* **SELECTED EXCERPT**
>> START

What we’re reading (7/16)

  • “Trump Says ‘Not Planning’ Fire Fed Chair Powell After Reports Suggest Powell Ouster Coming ‘Soon’” (Yahoo! Finance). “President Trump on Wednesday tempered reports from earlier in the day that suggested he planned to fire Federal Reserve Chair Jerome Powell imminently, the latest twist in the ongoing saga regarding Trump's displeasure with the central bank head.”

  • “Wall Street CEOs Stress Fed Independence Amid Powell Attacks” (Bloomberg). “Bank of America Corp.’s Chief Executive Officer Brian Moynihan and Goldman Sachs Group Inc.’s David Solomon joined JPMorgan Chase & Co.’s CEO Jamie Dimon in stressing the importance of the Fed’s autonomy. Moynihan said in an interview with Bloomberg TV on Wednesday that the Fed was ‘set up to be independent.’”

>> END

* **EXCERPTED DATA**

>> START

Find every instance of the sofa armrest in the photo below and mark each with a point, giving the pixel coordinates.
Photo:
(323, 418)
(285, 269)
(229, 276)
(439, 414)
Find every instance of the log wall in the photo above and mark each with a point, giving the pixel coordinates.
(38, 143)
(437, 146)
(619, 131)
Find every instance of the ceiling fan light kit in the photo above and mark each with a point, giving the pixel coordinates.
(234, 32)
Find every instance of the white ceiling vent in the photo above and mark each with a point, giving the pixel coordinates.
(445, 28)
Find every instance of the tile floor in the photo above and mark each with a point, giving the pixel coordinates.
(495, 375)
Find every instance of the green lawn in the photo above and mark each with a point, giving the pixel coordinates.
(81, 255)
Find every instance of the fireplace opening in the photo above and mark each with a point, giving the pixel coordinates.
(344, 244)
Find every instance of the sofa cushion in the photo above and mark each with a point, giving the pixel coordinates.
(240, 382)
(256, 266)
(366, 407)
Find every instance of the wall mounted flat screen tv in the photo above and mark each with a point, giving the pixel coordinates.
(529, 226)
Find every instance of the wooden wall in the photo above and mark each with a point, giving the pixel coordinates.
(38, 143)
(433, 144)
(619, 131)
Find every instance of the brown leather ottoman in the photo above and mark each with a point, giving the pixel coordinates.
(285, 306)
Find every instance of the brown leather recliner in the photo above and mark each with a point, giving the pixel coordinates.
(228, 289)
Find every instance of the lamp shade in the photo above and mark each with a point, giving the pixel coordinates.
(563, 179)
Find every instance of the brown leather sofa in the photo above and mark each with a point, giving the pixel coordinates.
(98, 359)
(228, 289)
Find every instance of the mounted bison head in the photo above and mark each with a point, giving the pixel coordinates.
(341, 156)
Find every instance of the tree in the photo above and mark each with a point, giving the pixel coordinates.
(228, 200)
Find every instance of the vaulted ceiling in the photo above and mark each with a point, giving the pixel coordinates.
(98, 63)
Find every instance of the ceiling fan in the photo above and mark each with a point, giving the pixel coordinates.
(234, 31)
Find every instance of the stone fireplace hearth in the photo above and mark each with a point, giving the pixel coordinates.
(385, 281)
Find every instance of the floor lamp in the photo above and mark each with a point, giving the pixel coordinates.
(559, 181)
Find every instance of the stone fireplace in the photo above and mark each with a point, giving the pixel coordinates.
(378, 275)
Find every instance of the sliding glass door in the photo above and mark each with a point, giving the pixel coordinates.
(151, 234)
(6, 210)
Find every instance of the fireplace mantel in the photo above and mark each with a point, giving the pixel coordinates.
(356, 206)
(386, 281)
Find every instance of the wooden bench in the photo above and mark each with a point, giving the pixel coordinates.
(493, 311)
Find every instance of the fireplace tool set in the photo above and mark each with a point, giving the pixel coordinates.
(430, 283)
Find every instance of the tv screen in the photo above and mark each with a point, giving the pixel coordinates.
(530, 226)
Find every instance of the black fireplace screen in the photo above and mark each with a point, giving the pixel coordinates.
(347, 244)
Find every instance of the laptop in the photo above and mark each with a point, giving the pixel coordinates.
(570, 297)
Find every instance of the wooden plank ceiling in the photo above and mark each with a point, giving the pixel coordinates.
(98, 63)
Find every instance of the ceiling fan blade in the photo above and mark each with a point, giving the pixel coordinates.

>> END

* **TASK INSTRUCTIONS**
1 > In the reading list on Fed Chair Powell, which two chief executives joined Jamie Dimon in stressing the Fed's autonomy?
2 > Resume the reading list on Fed Chair Powell from the point where it stops.

* **RESULTS FOR EACH TASK**
1 > Brian Moynihan of Bank of America Corp. and David Solomon of Goldman Sachs Group Inc.

2 >
  • “The Market’s Been Wrong On The Fed For Three Straight Years — This Deutsche Bank Strategist Says It’s Now Looking Like Four.” (MarketWatch). “Henry Allen, macro strategist at Deutsche Bank, warns ‘inflation risks are still being underestimated, with a remarkable complacency across key assets…[t]his is particularly so when you consider that the 2021-23 inflation spike wasn’t anticipated at all in advance. And it’s already the 4th year in a row (so far) that markets have overestimated how dovish the Fed are going to be,’ said Allen, in a note to clients on Wednesday.”

  • “Why Tariffs Won’t Kill Corporate Earnings” (Axios). “The second-quarter earnings season kicks off Tuesday with some of the major banks set to report. While tariffs are likely to come up through this cycle, it's not the main focus for investors…Wall Street has moved on from the trade war. The question is whether consumer spending effects that show up this earnings cycle will force investors to reckon with the real-world impact of the levies.”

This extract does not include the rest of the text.